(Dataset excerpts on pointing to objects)
-- Start --

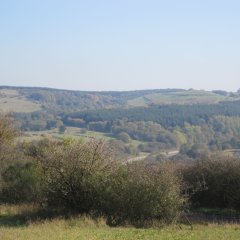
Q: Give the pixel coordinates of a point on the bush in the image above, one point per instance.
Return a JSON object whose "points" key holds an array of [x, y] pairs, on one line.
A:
{"points": [[139, 193], [21, 183], [74, 172], [215, 182]]}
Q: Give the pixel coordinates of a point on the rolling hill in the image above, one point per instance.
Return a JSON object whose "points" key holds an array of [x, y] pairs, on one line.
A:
{"points": [[27, 99]]}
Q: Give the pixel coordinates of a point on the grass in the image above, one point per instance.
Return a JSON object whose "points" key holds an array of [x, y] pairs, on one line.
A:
{"points": [[12, 101], [12, 227], [73, 132], [178, 97]]}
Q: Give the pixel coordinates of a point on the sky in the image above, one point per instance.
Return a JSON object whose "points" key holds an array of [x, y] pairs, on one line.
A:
{"points": [[120, 44]]}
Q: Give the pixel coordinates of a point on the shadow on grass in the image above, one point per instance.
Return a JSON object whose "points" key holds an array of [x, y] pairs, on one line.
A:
{"points": [[23, 219]]}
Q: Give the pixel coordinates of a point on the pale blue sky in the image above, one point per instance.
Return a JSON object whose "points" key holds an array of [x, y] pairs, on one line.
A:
{"points": [[120, 44]]}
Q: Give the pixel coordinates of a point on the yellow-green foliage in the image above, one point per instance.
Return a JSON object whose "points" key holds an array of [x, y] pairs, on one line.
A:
{"points": [[83, 228]]}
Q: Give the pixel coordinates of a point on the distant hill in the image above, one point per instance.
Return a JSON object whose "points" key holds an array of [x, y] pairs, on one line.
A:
{"points": [[30, 99]]}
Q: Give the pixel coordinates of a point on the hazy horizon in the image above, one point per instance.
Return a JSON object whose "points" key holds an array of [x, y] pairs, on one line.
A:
{"points": [[120, 45]]}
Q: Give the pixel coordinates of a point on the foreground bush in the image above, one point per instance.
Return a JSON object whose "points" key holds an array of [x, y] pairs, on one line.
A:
{"points": [[215, 182], [138, 193]]}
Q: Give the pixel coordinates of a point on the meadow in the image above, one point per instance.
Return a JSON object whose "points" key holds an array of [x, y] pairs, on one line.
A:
{"points": [[13, 226]]}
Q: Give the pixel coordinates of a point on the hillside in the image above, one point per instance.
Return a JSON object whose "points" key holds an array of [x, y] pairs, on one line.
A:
{"points": [[26, 99]]}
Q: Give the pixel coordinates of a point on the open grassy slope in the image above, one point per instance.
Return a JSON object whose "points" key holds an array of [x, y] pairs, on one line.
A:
{"points": [[12, 101], [13, 226], [24, 99]]}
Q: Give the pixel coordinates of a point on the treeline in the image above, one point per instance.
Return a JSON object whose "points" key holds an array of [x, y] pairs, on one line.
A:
{"points": [[167, 116], [83, 178]]}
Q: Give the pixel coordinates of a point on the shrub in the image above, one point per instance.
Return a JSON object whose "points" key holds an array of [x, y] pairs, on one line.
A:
{"points": [[215, 182], [138, 193]]}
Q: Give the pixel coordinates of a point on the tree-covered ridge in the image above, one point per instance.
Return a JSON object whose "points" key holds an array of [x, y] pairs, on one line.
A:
{"points": [[70, 101], [167, 116]]}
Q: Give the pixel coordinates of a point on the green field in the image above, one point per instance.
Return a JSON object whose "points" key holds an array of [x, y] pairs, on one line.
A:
{"points": [[73, 132], [12, 101], [186, 97], [12, 227]]}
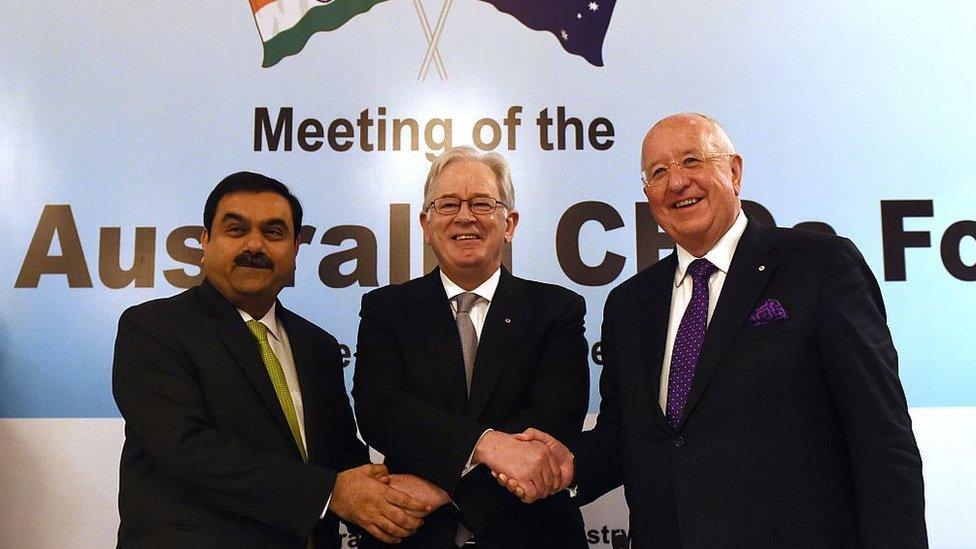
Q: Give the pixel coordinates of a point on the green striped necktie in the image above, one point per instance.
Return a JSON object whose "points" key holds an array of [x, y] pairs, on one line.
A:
{"points": [[277, 375]]}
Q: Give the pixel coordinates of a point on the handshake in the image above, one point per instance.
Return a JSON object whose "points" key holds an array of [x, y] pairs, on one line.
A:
{"points": [[532, 465]]}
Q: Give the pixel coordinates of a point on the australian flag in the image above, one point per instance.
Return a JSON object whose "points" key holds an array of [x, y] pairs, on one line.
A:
{"points": [[579, 25]]}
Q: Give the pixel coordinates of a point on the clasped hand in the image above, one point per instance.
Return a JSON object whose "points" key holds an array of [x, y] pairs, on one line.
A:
{"points": [[390, 507], [532, 465]]}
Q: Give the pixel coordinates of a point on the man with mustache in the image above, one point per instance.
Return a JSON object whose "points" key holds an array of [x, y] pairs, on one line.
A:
{"points": [[238, 429], [450, 364]]}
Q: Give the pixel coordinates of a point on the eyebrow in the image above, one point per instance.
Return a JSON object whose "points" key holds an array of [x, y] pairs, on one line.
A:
{"points": [[231, 216], [683, 153], [236, 217]]}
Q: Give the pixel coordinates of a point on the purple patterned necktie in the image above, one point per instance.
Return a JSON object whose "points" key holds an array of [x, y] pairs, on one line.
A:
{"points": [[688, 341]]}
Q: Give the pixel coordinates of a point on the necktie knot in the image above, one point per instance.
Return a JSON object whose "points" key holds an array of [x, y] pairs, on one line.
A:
{"points": [[465, 301], [701, 269], [259, 330]]}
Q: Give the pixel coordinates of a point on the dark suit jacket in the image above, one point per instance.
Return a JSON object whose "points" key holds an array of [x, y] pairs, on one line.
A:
{"points": [[208, 459], [411, 402], [797, 432]]}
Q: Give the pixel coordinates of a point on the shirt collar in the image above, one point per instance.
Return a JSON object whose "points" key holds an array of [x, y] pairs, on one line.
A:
{"points": [[270, 320], [720, 255], [485, 291]]}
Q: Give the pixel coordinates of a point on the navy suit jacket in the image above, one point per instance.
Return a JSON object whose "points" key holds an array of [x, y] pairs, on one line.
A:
{"points": [[209, 460], [411, 402], [796, 431]]}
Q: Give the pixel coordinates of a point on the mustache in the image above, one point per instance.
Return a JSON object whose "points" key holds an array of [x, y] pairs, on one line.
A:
{"points": [[255, 261]]}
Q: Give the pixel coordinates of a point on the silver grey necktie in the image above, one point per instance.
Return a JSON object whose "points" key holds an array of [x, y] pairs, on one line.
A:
{"points": [[469, 337]]}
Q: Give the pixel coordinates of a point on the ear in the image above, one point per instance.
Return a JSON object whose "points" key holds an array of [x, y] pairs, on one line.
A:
{"points": [[511, 221], [425, 227], [204, 242], [736, 173]]}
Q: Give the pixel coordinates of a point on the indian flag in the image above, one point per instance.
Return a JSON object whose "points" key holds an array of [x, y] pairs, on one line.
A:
{"points": [[286, 25]]}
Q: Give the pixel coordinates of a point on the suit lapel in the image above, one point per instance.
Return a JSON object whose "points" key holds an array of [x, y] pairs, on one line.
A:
{"points": [[303, 353], [752, 266], [438, 330], [240, 342], [508, 316], [655, 310]]}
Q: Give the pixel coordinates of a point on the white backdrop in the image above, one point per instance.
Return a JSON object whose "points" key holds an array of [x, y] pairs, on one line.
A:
{"points": [[117, 118]]}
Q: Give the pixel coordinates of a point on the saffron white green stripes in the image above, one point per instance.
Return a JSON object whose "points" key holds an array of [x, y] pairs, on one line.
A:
{"points": [[286, 25]]}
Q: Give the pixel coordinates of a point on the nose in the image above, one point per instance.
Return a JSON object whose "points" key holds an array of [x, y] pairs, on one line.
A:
{"points": [[464, 215], [254, 241], [677, 179]]}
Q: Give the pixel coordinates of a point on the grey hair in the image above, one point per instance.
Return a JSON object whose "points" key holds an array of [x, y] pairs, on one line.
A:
{"points": [[495, 162], [722, 140]]}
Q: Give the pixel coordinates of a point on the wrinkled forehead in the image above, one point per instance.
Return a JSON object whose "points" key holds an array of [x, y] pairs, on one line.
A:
{"points": [[465, 178], [679, 135]]}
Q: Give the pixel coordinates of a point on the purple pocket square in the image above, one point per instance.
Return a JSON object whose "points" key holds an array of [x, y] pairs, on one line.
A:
{"points": [[771, 310]]}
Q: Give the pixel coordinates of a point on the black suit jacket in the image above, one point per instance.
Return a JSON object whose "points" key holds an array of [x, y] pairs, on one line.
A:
{"points": [[411, 402], [209, 460], [797, 432]]}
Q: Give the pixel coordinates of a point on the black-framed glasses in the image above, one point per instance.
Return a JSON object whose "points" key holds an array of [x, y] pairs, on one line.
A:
{"points": [[660, 172], [479, 205]]}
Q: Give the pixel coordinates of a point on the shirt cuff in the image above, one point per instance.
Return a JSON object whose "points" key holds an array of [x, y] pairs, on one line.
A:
{"points": [[468, 466], [326, 509]]}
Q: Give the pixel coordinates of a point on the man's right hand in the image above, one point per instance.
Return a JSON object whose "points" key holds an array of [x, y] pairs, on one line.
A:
{"points": [[529, 462], [363, 496], [429, 493]]}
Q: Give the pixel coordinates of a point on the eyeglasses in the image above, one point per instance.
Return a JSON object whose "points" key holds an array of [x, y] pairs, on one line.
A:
{"points": [[479, 205], [660, 172]]}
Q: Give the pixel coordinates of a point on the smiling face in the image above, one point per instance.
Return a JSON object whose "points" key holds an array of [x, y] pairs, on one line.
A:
{"points": [[468, 247], [696, 206], [249, 256]]}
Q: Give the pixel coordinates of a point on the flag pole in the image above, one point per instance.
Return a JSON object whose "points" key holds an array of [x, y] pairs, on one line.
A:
{"points": [[425, 25], [432, 46]]}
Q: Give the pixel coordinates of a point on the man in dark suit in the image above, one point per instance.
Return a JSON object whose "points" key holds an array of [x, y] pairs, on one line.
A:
{"points": [[750, 395], [238, 428], [450, 363]]}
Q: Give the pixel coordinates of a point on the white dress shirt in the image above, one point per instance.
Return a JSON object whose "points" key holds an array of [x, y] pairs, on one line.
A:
{"points": [[485, 292], [720, 256]]}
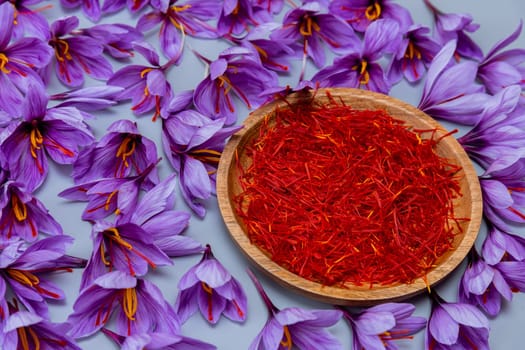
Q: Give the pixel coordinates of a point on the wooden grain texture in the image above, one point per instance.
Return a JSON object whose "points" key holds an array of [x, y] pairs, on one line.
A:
{"points": [[469, 205]]}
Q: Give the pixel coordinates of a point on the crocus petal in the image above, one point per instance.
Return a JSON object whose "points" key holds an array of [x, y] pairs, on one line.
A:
{"points": [[212, 272], [466, 314], [442, 327], [6, 24]]}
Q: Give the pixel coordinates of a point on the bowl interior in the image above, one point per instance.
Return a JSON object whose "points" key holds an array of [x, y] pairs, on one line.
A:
{"points": [[466, 206]]}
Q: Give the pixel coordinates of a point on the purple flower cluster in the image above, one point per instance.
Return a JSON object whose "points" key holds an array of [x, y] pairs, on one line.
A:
{"points": [[135, 226]]}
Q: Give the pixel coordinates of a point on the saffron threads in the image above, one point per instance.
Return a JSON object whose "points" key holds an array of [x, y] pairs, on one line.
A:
{"points": [[342, 196]]}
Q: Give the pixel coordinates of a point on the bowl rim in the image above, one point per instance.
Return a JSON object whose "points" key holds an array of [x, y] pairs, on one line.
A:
{"points": [[358, 295]]}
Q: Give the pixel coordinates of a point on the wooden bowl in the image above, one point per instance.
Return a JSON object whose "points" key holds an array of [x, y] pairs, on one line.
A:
{"points": [[469, 205]]}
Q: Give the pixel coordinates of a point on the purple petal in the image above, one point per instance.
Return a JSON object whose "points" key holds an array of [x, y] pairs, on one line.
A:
{"points": [[6, 24], [442, 327], [213, 273], [466, 314]]}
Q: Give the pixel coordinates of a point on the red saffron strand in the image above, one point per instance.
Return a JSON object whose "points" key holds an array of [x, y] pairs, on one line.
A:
{"points": [[338, 195]]}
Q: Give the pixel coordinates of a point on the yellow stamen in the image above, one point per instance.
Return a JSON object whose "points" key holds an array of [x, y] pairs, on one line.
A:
{"points": [[225, 81], [180, 8], [287, 338], [373, 11], [103, 256], [22, 337], [113, 233], [108, 200], [62, 50], [24, 277], [36, 139], [207, 288], [33, 335], [307, 25], [19, 208], [362, 67], [412, 51], [130, 303], [15, 15], [145, 71], [260, 51], [176, 24], [3, 62], [126, 149]]}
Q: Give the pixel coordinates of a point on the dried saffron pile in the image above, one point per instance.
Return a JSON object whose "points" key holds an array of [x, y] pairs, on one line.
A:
{"points": [[339, 196]]}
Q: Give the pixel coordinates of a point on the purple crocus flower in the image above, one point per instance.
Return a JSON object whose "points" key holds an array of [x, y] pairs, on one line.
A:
{"points": [[501, 244], [29, 22], [211, 289], [455, 26], [195, 153], [456, 325], [378, 326], [25, 330], [23, 215], [413, 56], [117, 38], [92, 98], [498, 132], [361, 68], [57, 132], [122, 152], [76, 54], [272, 54], [90, 8], [450, 91], [237, 16], [360, 13], [180, 18], [134, 6], [295, 327], [23, 268], [146, 86], [124, 247], [502, 190], [155, 215], [157, 341], [310, 27], [18, 59], [109, 196], [499, 69], [138, 305], [483, 285], [234, 71], [271, 6]]}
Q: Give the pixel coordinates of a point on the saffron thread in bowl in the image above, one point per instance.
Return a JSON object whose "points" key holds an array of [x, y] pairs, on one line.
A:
{"points": [[338, 195]]}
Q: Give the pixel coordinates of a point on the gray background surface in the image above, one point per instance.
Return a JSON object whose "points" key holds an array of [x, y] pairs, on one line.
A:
{"points": [[497, 19]]}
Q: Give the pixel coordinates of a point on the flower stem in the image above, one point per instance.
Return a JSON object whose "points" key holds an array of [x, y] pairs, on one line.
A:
{"points": [[272, 309]]}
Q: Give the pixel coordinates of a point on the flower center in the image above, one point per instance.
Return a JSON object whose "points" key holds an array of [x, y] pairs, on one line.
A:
{"points": [[373, 11], [126, 149], [412, 51], [36, 139], [112, 235], [176, 20], [307, 25], [130, 303], [24, 340], [209, 294], [3, 63], [19, 208], [29, 279], [61, 49], [363, 72], [287, 338], [208, 156]]}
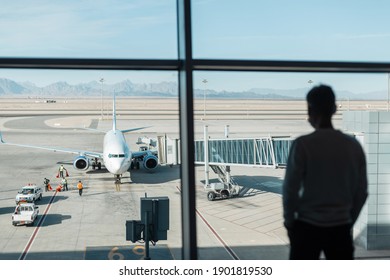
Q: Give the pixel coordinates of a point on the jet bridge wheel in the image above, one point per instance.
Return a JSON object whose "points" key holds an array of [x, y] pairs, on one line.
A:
{"points": [[211, 196]]}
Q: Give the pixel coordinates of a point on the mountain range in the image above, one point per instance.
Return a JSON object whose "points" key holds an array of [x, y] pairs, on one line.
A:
{"points": [[162, 90]]}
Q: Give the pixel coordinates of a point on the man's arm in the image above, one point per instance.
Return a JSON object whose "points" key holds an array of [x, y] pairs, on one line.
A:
{"points": [[292, 184]]}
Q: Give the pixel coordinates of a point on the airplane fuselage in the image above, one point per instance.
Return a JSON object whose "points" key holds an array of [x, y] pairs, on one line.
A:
{"points": [[116, 153]]}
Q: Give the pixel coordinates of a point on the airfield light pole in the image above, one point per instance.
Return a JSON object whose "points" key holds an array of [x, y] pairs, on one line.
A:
{"points": [[204, 99], [388, 90], [101, 92]]}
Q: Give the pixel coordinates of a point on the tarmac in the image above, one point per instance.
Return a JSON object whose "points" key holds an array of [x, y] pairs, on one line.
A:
{"points": [[92, 226]]}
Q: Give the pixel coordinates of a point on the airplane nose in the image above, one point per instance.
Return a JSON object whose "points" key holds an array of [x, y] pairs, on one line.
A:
{"points": [[114, 167]]}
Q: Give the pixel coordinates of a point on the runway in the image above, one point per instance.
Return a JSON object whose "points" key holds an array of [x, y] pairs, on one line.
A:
{"points": [[92, 226]]}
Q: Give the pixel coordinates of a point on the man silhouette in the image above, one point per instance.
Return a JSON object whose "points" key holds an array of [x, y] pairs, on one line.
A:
{"points": [[325, 185]]}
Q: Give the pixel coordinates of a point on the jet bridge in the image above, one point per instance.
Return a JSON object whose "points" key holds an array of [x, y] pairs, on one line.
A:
{"points": [[221, 154]]}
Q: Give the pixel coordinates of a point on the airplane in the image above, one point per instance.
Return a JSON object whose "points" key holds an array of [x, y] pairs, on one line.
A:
{"points": [[116, 156]]}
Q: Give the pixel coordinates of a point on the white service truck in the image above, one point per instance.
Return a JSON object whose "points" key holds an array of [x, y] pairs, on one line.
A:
{"points": [[29, 193], [25, 214]]}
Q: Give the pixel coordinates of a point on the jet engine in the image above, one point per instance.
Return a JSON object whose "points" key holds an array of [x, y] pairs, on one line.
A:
{"points": [[81, 163], [150, 162]]}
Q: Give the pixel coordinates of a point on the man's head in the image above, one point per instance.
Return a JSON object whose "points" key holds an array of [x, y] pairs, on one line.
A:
{"points": [[321, 103]]}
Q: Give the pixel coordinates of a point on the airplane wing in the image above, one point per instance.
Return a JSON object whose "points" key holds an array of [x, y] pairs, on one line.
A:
{"points": [[54, 149], [140, 154]]}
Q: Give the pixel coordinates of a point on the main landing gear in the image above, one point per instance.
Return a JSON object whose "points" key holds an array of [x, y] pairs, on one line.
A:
{"points": [[96, 164]]}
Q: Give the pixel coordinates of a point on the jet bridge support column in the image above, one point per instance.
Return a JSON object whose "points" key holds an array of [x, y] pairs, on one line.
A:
{"points": [[206, 155]]}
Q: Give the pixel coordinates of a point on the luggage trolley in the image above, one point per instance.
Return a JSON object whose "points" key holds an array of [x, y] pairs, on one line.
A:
{"points": [[221, 190]]}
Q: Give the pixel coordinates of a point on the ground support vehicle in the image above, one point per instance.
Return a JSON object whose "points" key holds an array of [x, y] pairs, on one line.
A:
{"points": [[29, 193], [25, 214], [221, 190]]}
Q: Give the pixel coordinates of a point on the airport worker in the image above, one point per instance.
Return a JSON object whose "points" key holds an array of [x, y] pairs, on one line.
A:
{"points": [[61, 171], [325, 185], [64, 183], [46, 182], [80, 188]]}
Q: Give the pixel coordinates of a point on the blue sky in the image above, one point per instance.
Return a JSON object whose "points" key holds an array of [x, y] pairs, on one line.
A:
{"points": [[327, 30]]}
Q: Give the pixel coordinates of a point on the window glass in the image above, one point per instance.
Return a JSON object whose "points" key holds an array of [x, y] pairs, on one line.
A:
{"points": [[88, 29], [291, 30]]}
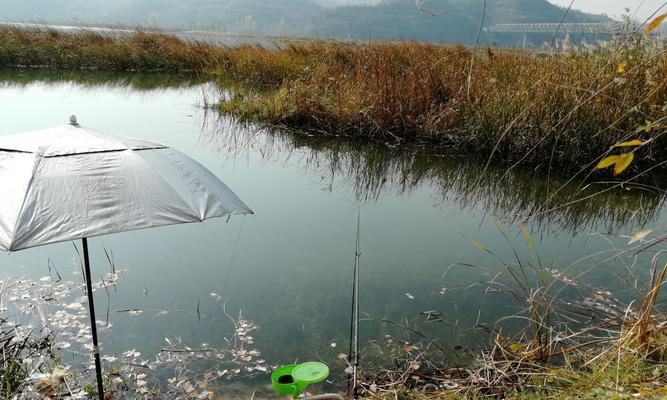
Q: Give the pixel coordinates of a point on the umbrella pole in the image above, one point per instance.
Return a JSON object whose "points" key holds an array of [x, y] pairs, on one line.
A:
{"points": [[93, 323]]}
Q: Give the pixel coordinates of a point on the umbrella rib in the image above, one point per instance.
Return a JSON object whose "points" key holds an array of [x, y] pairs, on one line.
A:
{"points": [[166, 182], [105, 151], [38, 160]]}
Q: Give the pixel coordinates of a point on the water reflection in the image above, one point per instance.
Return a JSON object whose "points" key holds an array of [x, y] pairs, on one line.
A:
{"points": [[375, 170], [291, 272], [97, 80]]}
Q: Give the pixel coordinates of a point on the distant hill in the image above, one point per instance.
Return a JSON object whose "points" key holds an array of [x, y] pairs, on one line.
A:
{"points": [[456, 20]]}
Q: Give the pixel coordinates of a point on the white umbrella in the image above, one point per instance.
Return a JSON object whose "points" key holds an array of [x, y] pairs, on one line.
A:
{"points": [[70, 182]]}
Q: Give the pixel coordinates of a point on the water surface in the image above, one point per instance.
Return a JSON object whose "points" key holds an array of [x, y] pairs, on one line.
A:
{"points": [[288, 268]]}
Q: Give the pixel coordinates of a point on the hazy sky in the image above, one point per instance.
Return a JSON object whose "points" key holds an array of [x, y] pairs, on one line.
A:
{"points": [[615, 8]]}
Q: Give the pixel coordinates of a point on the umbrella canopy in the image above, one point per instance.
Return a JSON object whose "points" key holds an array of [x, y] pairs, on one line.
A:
{"points": [[71, 182]]}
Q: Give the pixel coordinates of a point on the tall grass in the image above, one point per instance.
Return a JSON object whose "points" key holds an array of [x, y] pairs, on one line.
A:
{"points": [[143, 52], [557, 112], [562, 110]]}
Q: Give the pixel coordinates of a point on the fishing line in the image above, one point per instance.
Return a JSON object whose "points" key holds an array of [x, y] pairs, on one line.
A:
{"points": [[231, 261]]}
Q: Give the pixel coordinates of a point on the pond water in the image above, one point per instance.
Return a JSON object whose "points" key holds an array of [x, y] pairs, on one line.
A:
{"points": [[288, 268]]}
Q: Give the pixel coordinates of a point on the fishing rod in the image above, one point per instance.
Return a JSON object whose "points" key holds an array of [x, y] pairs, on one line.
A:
{"points": [[354, 323]]}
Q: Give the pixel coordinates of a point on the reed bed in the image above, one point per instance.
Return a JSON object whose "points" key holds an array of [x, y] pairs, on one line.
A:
{"points": [[557, 112], [551, 111], [568, 339], [137, 52]]}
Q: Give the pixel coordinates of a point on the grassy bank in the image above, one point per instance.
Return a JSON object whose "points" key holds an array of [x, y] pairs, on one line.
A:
{"points": [[561, 112], [568, 339]]}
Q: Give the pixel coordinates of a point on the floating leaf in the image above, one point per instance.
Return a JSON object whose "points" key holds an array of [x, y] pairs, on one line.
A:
{"points": [[620, 162], [639, 236], [526, 234], [654, 24], [409, 348], [631, 143], [478, 245]]}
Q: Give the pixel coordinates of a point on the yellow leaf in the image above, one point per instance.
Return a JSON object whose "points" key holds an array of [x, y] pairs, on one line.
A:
{"points": [[516, 347], [631, 143], [620, 162], [624, 162], [654, 24], [607, 162]]}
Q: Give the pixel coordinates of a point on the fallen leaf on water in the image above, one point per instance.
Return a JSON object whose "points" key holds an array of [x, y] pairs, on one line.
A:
{"points": [[639, 236]]}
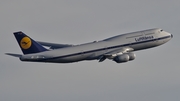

-- End --

> _EXERCISE AIM_: List every line of the material above that contains the string "grey".

> _COMPLETE OUTPUT_:
Q: Give the pixel coordinates of a point on the silver grey necktie in the image above, one point per instance.
Q: Give the pixel coordinates of a point on the grey hair in the image above, one point per instance.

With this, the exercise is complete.